◆ Selected excerpt ◆
>>>
Connect to Dataproc cluster
Figure 14 shows how to establish a connection to a running Dataproc cluster via KNIME Analytics Platform. The Google Authenticator node and Google Cloud Storage Connector node are used to create a connection to google APIs and to Google Cloud Storage respectively. For more information on both nodes, please check out the Google Cloud Storage section of this guide.
The Create Spark Context (Livy) node creates a Spark context via Apache Livy. Inside the node configuration dialog, the most important settings are:
-
The Livy URL. It has the format
http://<IP-ADDRESS>:8998
where<IP-ADDRESS>
is the external IP address of the master node of the Dataproc cluster. To find the external IP address of your Dataproc cluster, check out the Access to Livy section. -
Under Advanced tab, it is mandatory to set the staging area for Spark jobs. The staging area, which is located in the connected Google Cloud Storage system, will be used to exchange temporary files between KNIME and the Spark context.
<<<
◆ Recorded data ◆
>>>
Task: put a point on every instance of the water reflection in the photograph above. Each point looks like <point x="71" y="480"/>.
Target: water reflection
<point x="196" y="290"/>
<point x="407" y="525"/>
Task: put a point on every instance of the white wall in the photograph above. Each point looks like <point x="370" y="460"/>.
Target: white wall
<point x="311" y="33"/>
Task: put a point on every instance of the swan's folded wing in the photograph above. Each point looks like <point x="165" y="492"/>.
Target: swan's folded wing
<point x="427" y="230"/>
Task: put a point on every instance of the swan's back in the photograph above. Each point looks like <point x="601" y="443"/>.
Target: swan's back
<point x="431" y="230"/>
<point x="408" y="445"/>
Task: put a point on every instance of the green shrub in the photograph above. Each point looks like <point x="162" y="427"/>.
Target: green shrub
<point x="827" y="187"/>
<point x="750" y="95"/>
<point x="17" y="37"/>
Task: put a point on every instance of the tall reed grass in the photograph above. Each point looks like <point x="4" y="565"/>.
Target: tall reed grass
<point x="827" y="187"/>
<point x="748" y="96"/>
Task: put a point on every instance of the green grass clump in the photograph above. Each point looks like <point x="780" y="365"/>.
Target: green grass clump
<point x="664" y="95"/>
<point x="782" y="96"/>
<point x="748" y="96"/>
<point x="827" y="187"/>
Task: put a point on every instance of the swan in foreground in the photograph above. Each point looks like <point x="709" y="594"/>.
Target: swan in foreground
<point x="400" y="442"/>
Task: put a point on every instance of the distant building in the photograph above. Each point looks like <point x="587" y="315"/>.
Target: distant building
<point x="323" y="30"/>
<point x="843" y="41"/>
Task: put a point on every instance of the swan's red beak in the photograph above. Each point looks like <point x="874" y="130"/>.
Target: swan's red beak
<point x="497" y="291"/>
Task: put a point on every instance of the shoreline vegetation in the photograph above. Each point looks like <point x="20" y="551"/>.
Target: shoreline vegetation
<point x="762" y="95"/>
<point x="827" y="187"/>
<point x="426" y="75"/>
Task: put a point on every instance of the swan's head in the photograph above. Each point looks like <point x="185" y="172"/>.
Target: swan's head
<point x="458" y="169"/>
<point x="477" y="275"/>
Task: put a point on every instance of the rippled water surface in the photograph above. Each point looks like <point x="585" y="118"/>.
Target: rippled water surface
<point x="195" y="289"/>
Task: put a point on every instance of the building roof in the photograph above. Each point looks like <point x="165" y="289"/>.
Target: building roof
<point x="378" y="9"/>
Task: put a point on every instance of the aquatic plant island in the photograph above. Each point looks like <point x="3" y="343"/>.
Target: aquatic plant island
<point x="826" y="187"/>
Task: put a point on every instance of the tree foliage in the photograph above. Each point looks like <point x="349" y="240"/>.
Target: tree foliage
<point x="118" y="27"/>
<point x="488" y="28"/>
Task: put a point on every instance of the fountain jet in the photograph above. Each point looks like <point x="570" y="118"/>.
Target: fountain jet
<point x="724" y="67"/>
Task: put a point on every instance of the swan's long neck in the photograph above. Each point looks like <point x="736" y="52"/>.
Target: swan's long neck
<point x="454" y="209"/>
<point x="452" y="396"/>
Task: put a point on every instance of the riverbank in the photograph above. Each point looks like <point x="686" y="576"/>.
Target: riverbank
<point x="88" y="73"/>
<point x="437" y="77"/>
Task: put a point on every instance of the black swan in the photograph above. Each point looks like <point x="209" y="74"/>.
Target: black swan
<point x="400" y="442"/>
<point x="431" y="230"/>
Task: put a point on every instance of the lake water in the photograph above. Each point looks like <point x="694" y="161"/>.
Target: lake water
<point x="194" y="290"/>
<<<
◆ Given problem 1 ◆
From the Dataproc connection excerpt, set down word for word the part that opens with the words containing "Connect to Dataproc" and closes with "of this guide.".
◆ Given problem 2 ◆
Answer these questions using the Dataproc connection excerpt:
(a) Which node creates a Spark context via Apache Livy?
(b) What port number appears in the format of the Livy URL?
(c) Under which tab is it mandatory to set the staging area for Spark jobs?

◆ Written solution 1 ◆
Connect to Dataproc cluster
Figure 14 shows how to establish a connection to a running Dataproc cluster via KNIME Analytics Platform. The Google Authenticator node and Google Cloud Storage Connector node are used to create a connection to google APIs and to Google Cloud Storage respectively. For more information on both nodes, please check out the Google Cloud Storage section of this guide.

◆ Written solution 2 ◆
(a) The Create Spark Context (Livy) node.
(b) 8998.
(c) The Advanced tab.